[ENTRIES SUPPLIED]
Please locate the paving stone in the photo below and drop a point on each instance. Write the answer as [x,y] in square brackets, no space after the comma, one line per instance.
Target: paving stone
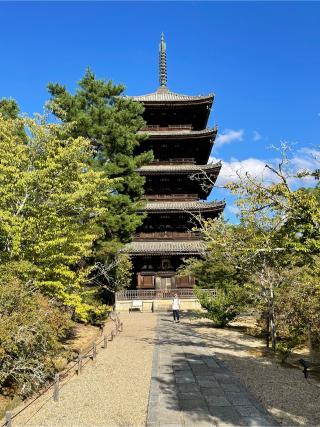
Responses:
[190,395]
[197,419]
[225,378]
[238,398]
[248,411]
[217,401]
[257,422]
[193,405]
[169,417]
[188,387]
[212,391]
[207,382]
[184,373]
[185,380]
[230,387]
[225,415]
[181,367]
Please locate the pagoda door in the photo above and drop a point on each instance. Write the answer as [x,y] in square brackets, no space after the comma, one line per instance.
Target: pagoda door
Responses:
[165,283]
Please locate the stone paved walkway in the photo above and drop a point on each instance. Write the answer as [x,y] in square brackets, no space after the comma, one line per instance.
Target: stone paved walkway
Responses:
[191,387]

[ASSIGNMENT]
Using the listing, filter for "paved" and return the matching lines.

[WRITTEN SOLUTION]
Please locate the stone paved walkway in the photo above and drop a point on each instance. Write the answer as [x,y] in square brackets, no space after the comma, one line per instance.
Target: stone paved walkway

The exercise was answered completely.